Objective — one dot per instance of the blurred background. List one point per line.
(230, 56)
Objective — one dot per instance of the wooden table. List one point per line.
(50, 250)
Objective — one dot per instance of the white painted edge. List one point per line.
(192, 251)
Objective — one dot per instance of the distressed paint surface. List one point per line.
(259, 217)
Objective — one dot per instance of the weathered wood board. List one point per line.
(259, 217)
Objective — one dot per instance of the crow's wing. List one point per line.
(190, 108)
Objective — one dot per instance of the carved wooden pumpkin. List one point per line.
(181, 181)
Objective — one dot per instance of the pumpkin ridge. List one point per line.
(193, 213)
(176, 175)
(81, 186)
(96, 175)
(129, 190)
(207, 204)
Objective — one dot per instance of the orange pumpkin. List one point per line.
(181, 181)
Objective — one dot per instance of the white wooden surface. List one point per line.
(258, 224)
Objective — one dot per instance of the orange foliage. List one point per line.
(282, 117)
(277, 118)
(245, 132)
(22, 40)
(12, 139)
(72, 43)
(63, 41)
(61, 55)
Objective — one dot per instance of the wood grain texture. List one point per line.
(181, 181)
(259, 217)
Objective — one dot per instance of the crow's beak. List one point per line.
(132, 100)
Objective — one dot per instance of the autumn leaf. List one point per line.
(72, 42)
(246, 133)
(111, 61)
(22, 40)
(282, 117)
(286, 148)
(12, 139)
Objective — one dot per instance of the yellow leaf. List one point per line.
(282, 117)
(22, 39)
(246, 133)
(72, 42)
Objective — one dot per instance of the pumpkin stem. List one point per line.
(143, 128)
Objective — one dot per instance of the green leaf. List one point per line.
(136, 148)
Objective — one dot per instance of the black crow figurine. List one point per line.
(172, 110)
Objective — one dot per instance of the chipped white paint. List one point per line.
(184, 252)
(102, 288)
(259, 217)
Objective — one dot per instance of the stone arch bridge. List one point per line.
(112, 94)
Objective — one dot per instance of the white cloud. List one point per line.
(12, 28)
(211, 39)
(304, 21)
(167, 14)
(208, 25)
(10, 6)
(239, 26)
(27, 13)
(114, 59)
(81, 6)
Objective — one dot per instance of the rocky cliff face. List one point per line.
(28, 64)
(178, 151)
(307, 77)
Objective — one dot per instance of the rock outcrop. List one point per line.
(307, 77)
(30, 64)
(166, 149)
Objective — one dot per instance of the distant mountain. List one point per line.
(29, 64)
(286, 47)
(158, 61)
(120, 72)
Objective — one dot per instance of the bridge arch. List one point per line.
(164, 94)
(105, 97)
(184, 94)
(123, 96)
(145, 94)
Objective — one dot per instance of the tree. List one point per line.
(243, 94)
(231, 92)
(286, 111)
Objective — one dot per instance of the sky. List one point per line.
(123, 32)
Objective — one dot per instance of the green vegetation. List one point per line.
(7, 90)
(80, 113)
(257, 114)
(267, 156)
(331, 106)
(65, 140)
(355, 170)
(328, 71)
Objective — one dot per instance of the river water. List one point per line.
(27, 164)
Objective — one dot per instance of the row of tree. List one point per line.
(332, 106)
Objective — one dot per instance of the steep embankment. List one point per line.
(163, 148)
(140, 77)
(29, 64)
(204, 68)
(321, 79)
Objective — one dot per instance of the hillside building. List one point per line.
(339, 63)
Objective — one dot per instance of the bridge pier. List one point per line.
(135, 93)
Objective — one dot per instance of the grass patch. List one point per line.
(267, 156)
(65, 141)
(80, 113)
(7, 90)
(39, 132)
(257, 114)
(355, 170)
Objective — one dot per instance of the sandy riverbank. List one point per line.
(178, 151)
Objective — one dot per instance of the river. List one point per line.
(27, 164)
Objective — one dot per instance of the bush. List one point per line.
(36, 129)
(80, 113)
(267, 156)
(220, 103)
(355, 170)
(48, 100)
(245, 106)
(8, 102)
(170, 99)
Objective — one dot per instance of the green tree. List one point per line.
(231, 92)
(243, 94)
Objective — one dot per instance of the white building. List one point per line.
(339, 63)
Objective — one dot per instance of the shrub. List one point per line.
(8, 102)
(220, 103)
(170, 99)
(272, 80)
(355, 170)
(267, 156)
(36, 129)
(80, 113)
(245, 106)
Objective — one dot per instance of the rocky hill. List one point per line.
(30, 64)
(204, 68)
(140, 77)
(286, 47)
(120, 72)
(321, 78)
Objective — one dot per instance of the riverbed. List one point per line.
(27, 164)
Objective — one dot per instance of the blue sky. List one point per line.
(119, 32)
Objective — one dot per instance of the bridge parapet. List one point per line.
************
| Exercise prompt |
In the part of the records that opens with the line containing "Objective — one dot per instance of the steep" and runs to the end of the records, switch "sandy riverbank" to "muddy riverbank" and leave everything else unchanged. Give only those lines.

| Answer to the problem |
Objective — one dot per instance of the steep embankment. List one point per line.
(163, 148)
(140, 77)
(29, 64)
(204, 68)
(321, 79)
Objective — one dot per instance of the hillside building. List one point per line.
(339, 63)
Objective — one dot per instance of the bridge pier. List one point per line.
(135, 93)
Objective — one dot per instance of the grass patch. List one point per line.
(267, 156)
(65, 141)
(80, 113)
(7, 90)
(39, 132)
(257, 114)
(355, 170)
Objective — one dot per instance of the muddy riverbank. List one point per line.
(178, 151)
Objective — one dot per instance of the river. List one point per line.
(27, 164)
Objective — one dot per instance of the bush. List one point per line.
(36, 129)
(80, 113)
(267, 156)
(220, 103)
(355, 170)
(48, 100)
(245, 106)
(8, 102)
(170, 99)
Objective — one dot per instance of the green tree. List one point per line.
(231, 92)
(243, 94)
Objective — one dot per instance of the white building. List one point per line.
(339, 63)
Objective — one dot per instance of the shrub. List one point per line.
(8, 102)
(220, 103)
(170, 99)
(272, 80)
(355, 170)
(267, 156)
(36, 129)
(80, 113)
(245, 106)
Objective — one dot per instance of the rocky hill. List one point per line.
(30, 64)
(204, 68)
(140, 77)
(286, 47)
(120, 72)
(321, 78)
Objective — one dot per instance of the riverbed. List one point per line.
(27, 164)
Objective — one dot per instance of the blue sky. List one point per line.
(119, 32)
Objective — one dot per instance of the bridge parapet. List one point per line.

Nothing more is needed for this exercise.